__BRIEF__. Copy the rows below character for character, starting at the first line and ending with the line that contains "x=169, y=342", that line included.

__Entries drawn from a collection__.
-- BEGIN --
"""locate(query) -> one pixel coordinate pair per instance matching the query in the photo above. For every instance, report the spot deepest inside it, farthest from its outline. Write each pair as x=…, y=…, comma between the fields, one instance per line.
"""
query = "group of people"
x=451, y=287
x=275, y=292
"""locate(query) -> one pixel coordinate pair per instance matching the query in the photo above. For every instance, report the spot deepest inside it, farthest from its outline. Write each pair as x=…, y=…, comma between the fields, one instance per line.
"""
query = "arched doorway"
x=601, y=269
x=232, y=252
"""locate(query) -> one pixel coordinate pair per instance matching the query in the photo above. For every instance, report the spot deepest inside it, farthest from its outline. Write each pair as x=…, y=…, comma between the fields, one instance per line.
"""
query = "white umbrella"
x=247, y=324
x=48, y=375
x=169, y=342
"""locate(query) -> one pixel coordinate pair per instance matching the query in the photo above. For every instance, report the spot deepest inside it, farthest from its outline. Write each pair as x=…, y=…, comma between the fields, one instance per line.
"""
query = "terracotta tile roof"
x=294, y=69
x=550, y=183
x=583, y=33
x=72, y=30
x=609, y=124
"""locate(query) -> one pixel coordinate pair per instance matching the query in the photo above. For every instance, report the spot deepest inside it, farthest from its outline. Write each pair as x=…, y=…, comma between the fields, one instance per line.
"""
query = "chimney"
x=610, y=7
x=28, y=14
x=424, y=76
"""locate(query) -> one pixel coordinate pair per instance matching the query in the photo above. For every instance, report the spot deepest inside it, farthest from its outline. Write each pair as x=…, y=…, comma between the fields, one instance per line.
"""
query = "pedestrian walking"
-- END --
__WRITTEN ANSWER__.
"""locate(query) -> one pixel coordinate pair per instance matching the query in the photo above. For every instance, report the spot deepest inside it, farthest from its outline. Write each pair as x=…, y=…, comma between the fields, one instance per line.
"""
query = "group of people"
x=451, y=287
x=275, y=292
"""locate(query) -> one pixel coordinate pair per instance matching the query in the photo above. For every instance, report the spot deepest inside it, farthest from its outline. Write each pair as x=…, y=…, comma between the fields, one instance per line.
"""
query = "arched doorway"
x=601, y=269
x=232, y=252
"""locate(query) -> one pixel coordinate pair per instance matching the query in the photo above. For every instance, report the spot deepest inside it, farthest from its outline. Write each pair as x=…, y=…, comma between the fields, one instance per line.
"""
query = "white umbrella"
x=247, y=324
x=48, y=375
x=169, y=342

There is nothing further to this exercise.